**Exercise prompt**: Find each line below where the word "sash" occurs, and copy it.

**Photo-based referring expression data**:
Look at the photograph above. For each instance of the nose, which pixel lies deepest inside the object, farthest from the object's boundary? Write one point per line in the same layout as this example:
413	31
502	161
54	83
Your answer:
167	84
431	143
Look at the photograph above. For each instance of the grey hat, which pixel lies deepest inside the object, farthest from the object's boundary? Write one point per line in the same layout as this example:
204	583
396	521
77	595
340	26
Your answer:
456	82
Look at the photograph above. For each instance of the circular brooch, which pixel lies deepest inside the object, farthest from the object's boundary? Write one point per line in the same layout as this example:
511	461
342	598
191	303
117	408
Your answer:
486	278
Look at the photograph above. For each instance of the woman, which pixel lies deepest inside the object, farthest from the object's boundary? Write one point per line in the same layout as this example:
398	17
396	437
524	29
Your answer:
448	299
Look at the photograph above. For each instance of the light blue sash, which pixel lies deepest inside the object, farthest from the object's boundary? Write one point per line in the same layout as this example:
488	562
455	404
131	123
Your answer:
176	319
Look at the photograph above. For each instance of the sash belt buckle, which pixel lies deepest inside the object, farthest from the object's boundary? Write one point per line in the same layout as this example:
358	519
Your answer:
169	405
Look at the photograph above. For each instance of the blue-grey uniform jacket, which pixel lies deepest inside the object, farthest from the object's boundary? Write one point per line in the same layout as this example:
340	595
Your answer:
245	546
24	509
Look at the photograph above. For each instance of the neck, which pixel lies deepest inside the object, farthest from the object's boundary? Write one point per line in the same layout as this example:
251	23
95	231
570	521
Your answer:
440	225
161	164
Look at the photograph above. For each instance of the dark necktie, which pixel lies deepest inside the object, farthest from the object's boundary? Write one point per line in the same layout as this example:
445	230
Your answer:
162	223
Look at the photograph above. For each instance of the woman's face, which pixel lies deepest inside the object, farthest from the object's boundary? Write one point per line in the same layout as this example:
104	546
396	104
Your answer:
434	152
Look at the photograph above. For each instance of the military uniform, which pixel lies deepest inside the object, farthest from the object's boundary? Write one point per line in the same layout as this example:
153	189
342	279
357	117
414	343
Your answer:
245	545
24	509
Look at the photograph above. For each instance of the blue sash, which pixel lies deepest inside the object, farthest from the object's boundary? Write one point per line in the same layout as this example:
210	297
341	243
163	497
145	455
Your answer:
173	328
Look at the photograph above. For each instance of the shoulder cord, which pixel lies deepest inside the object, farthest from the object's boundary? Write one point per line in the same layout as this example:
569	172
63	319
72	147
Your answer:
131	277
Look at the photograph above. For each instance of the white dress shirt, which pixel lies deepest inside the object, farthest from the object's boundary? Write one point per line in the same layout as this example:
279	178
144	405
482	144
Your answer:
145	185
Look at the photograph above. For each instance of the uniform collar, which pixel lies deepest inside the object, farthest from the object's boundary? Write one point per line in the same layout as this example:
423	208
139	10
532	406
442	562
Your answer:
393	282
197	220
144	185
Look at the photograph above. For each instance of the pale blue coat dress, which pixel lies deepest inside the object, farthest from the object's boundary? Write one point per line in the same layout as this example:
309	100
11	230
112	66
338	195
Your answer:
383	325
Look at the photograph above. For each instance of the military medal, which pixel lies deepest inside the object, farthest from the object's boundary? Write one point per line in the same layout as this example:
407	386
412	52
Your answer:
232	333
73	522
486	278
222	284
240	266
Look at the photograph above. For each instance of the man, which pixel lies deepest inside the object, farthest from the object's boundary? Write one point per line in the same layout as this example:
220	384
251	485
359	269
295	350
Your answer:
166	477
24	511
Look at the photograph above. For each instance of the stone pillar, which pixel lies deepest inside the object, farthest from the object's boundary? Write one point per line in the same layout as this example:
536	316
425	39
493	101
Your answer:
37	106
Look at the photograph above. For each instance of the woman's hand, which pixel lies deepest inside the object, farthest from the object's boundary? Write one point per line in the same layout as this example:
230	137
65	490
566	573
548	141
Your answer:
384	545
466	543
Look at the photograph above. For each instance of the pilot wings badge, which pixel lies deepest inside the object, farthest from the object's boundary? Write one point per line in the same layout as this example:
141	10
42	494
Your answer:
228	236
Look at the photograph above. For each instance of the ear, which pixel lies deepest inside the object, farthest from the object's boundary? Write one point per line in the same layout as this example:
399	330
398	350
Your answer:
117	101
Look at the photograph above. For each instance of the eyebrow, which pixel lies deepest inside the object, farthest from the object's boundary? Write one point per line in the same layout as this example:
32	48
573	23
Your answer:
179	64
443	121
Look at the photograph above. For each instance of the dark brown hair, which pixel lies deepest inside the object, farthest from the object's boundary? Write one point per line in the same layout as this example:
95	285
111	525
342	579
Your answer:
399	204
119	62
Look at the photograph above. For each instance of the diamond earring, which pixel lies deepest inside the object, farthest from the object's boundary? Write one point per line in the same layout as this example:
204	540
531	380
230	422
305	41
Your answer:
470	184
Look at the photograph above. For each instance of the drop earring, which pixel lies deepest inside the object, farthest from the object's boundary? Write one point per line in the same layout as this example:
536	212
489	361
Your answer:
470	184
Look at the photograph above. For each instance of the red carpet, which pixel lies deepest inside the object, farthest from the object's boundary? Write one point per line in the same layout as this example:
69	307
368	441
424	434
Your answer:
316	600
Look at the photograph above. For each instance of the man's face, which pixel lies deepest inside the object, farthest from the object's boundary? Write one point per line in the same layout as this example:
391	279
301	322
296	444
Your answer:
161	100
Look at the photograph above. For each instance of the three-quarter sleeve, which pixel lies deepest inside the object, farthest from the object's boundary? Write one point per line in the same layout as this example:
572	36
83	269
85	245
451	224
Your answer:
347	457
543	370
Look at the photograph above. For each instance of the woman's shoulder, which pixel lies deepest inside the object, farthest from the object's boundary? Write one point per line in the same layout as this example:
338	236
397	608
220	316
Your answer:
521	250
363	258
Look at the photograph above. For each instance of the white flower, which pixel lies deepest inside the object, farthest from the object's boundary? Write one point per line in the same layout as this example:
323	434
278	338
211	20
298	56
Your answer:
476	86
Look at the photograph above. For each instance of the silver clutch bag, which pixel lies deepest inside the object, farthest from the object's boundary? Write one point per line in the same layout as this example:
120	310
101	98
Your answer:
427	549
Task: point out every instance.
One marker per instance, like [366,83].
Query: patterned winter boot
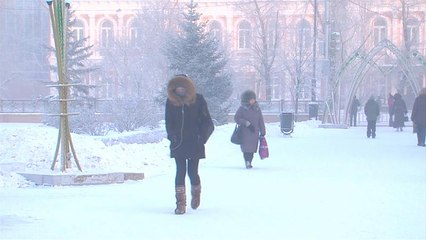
[196,195]
[180,200]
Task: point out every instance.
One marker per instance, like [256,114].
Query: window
[78,30]
[133,34]
[244,35]
[379,31]
[216,30]
[107,34]
[412,32]
[304,34]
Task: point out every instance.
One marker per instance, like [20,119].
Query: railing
[278,106]
[22,106]
[104,106]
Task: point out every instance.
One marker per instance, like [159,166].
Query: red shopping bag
[263,148]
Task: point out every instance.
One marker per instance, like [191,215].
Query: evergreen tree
[78,53]
[196,53]
[77,67]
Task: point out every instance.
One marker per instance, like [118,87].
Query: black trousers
[371,128]
[181,169]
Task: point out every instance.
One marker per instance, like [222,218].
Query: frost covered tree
[193,51]
[77,66]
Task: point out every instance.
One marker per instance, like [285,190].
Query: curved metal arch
[362,70]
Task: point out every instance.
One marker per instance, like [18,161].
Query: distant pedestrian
[391,101]
[372,112]
[418,116]
[400,111]
[188,126]
[250,117]
[354,111]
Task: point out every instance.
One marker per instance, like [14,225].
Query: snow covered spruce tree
[78,53]
[193,51]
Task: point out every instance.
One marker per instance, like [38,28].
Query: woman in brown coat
[250,118]
[188,126]
[418,116]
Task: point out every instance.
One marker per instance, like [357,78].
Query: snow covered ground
[318,184]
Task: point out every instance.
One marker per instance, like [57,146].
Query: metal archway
[405,66]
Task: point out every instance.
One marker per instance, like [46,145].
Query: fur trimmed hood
[181,81]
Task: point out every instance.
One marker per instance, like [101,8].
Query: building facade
[306,48]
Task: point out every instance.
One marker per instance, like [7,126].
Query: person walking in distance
[372,112]
[418,116]
[250,117]
[354,111]
[188,127]
[391,101]
[400,110]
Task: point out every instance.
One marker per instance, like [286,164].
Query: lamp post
[59,15]
[313,105]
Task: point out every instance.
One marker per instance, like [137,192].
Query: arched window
[379,30]
[304,34]
[107,34]
[244,35]
[133,34]
[216,30]
[78,30]
[412,32]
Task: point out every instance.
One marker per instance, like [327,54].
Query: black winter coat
[399,109]
[371,110]
[186,128]
[418,115]
[253,114]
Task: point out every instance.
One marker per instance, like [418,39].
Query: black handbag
[236,135]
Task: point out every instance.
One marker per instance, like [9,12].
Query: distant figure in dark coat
[400,110]
[188,126]
[418,116]
[250,117]
[372,112]
[354,111]
[391,101]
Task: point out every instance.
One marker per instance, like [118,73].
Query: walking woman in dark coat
[418,116]
[399,109]
[250,117]
[372,112]
[188,126]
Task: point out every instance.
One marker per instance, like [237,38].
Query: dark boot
[196,195]
[180,200]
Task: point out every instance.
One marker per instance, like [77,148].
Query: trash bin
[313,110]
[287,122]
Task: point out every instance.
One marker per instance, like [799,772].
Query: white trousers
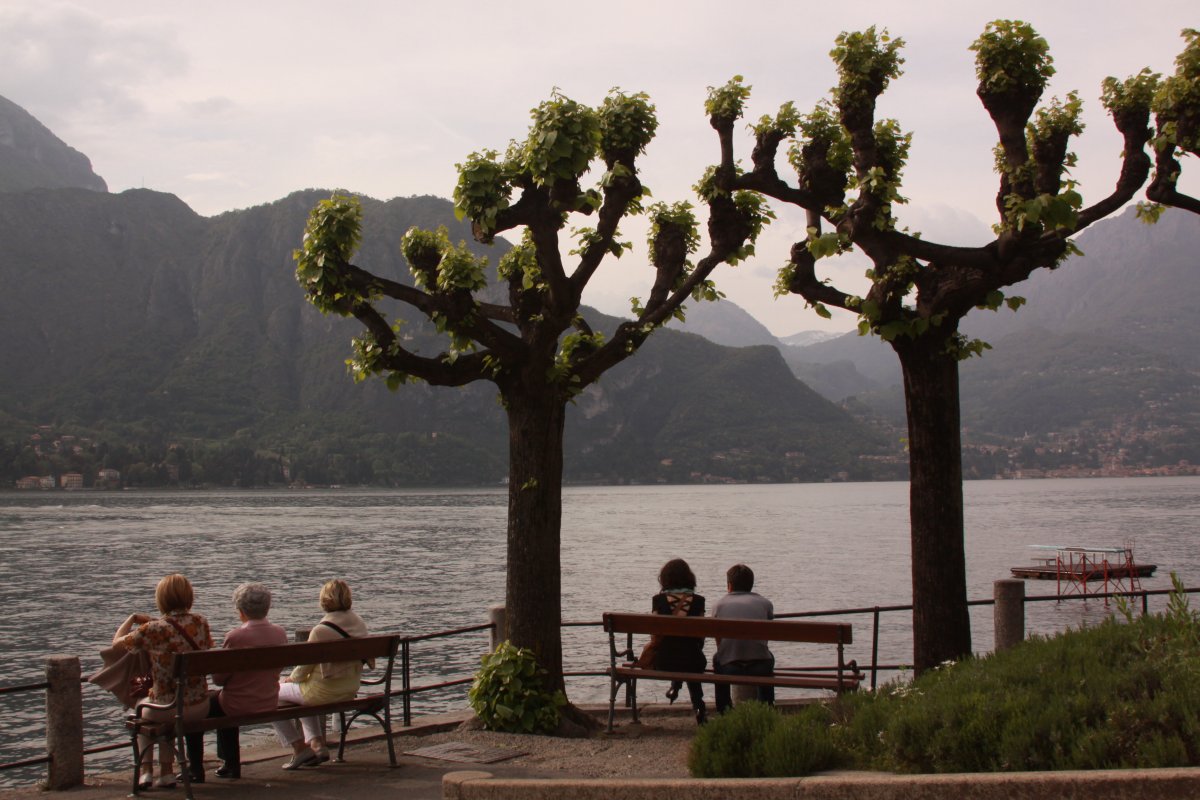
[291,731]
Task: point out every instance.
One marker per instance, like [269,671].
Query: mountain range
[181,349]
[174,348]
[1097,373]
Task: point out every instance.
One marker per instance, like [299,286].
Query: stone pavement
[365,775]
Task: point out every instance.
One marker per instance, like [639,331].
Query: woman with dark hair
[676,653]
[178,630]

**Written response**:
Look at the photograph above. For each instance of the light blue sash, which pixel lies deepest inside the object, farthest from the object's boundary? Write one point per line in the same layout as this example:
Look at the photograph above. For each instance of the sash belt buckle, which pixel lies deepest inside the object, farthest from the object's boundary? Write one point per line in the same layout as this example:
Look at the photograph above. For each instance of the blue sash, which pixel lies deepest inside the object, farthest from the object's boundary? Write one point per line in the same layout as this example:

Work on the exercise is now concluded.